■ **Records for the task**
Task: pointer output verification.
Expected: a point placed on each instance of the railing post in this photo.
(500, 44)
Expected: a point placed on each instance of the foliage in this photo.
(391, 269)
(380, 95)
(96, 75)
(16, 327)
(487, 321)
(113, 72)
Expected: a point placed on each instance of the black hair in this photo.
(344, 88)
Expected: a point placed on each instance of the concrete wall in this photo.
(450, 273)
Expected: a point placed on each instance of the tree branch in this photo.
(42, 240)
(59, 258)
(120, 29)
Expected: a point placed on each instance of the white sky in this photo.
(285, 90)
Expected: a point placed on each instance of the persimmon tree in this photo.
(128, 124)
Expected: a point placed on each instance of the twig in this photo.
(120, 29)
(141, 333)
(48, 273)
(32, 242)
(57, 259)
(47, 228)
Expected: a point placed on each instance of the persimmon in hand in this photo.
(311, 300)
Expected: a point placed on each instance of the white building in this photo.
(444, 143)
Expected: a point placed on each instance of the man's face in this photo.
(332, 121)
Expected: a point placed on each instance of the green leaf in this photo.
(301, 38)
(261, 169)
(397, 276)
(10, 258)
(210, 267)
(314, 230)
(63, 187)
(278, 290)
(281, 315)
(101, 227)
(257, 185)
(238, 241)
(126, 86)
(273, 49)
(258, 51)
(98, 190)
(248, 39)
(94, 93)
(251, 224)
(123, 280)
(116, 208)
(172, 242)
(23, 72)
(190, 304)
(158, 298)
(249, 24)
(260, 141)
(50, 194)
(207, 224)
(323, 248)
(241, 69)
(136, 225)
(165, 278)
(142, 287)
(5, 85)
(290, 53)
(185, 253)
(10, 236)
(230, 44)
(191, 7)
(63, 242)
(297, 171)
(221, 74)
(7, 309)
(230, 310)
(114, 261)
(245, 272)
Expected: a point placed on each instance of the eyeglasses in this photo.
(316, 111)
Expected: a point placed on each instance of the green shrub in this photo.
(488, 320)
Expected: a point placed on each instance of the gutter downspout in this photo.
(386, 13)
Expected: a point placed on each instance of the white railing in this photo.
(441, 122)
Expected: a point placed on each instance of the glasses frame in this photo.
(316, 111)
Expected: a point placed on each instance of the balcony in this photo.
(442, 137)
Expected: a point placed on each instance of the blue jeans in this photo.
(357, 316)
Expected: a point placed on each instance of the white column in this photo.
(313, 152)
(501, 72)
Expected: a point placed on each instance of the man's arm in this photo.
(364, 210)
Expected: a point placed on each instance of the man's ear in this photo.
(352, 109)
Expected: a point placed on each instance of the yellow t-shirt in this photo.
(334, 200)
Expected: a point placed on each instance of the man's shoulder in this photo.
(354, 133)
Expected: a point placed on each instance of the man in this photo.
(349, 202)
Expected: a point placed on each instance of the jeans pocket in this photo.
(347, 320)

* * *

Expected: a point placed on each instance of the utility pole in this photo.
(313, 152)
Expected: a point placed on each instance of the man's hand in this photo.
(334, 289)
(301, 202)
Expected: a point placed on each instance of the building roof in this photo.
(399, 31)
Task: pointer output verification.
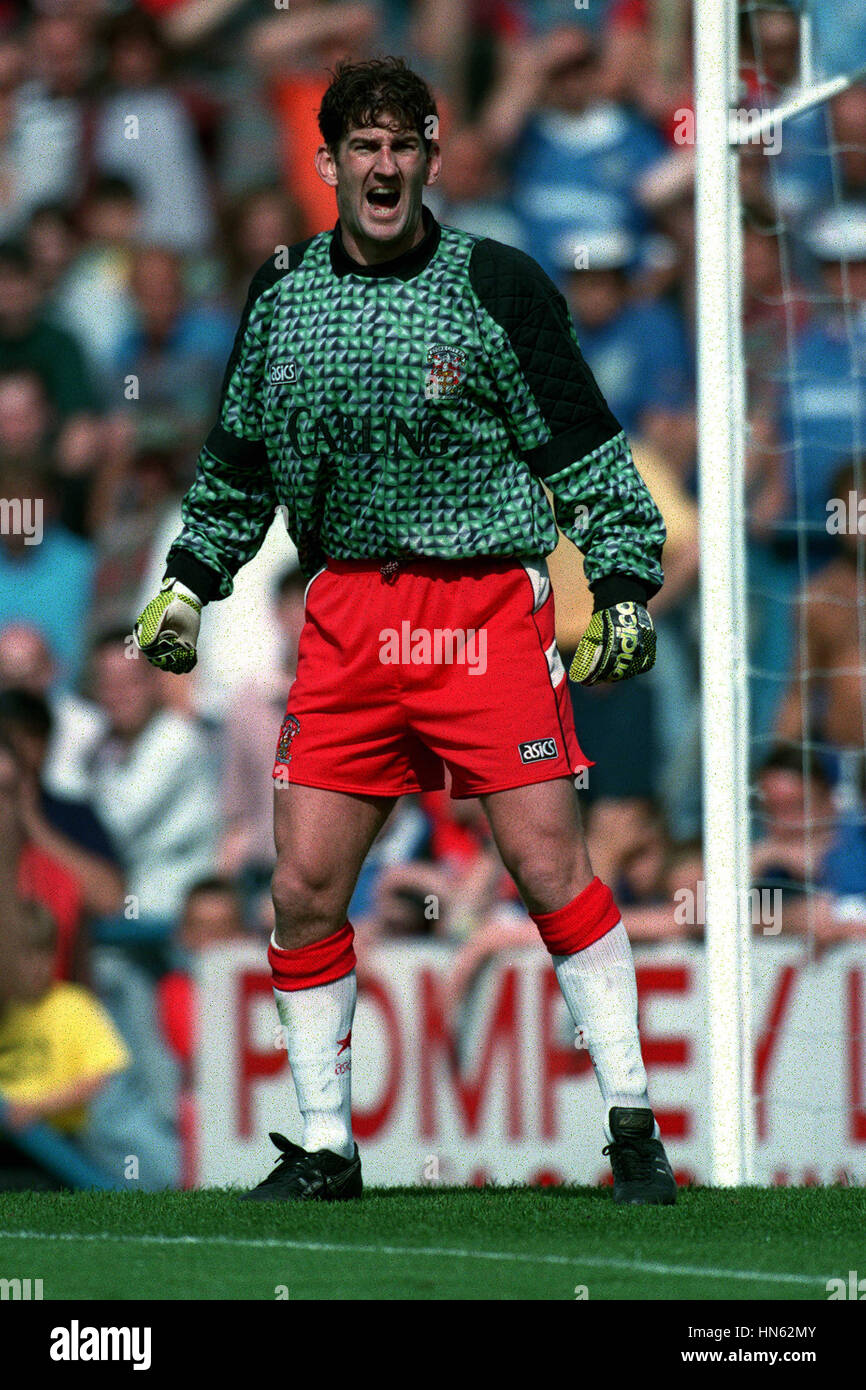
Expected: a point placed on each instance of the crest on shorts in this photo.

---

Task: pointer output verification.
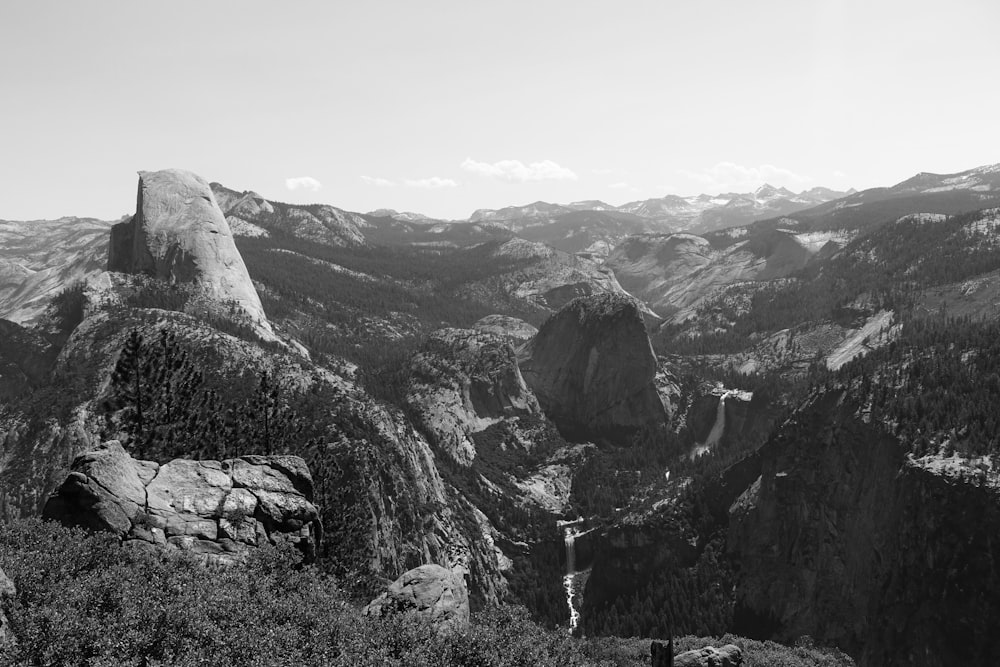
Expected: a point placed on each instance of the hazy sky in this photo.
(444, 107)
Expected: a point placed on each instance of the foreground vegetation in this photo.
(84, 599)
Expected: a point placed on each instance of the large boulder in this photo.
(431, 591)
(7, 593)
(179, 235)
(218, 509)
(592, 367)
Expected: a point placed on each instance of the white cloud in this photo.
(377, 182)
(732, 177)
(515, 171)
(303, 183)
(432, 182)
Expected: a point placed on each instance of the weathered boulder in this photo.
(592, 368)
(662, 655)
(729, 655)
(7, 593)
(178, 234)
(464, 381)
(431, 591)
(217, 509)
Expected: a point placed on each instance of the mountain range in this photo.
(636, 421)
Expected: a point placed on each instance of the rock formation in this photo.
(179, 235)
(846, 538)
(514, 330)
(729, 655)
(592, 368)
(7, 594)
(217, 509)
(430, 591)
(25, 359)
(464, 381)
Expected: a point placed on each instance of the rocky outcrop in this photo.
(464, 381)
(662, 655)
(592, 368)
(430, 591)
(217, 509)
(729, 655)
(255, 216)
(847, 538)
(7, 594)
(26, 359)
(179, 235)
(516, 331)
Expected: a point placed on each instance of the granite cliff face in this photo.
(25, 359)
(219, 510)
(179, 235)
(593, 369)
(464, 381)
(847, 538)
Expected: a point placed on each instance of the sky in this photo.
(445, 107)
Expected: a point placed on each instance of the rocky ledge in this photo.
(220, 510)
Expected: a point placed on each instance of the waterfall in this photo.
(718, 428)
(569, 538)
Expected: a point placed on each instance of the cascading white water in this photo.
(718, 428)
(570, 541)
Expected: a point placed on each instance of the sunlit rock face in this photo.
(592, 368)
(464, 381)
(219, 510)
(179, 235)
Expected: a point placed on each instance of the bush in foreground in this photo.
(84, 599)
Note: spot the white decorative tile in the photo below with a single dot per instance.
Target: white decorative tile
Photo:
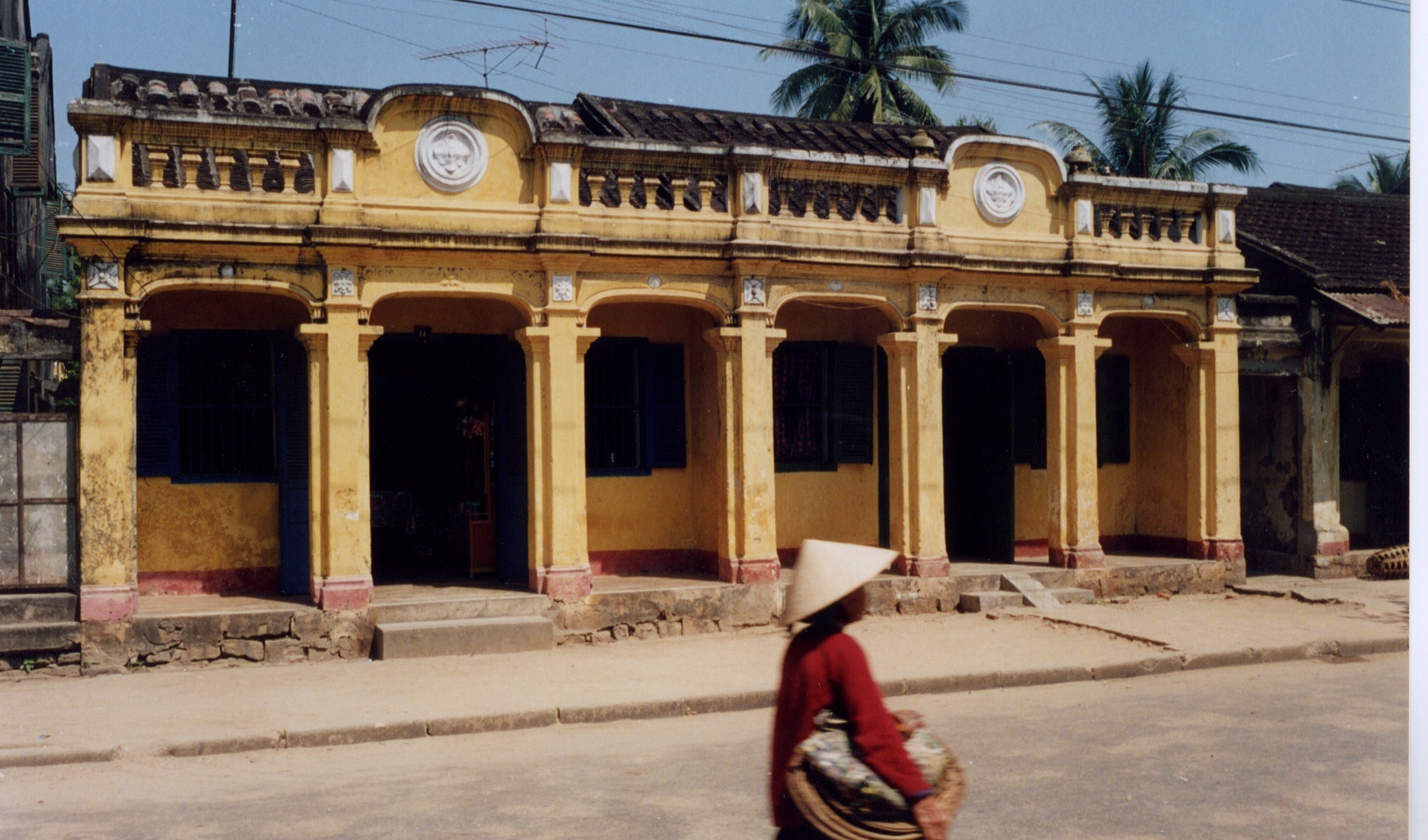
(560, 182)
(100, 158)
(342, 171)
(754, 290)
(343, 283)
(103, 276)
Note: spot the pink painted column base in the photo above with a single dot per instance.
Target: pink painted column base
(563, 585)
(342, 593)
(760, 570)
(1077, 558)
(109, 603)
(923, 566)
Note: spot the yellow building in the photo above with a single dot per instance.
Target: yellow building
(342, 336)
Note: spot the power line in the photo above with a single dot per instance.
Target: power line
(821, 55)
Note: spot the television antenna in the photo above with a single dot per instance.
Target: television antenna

■ **What the exercise asks**
Reproduce, word for word and in full, only the lines above that start at the line with "Note: spot the pink" and run through the line with "Note: spot the television", both ends included.

■ **Problem solution**
Note: spot the pink painted column base in the photo above with a single dot per instance.
Target: pink painted column base
(563, 585)
(342, 593)
(760, 570)
(1077, 558)
(109, 603)
(923, 566)
Note: spot the yellow building in the photo above with a single dot per instance.
Target: yellow building
(342, 336)
Note: spot the power line in the photo above with a single dot per instance.
Target: power line
(821, 55)
Note: spot the television antenna in the photo above with a single dot per instance.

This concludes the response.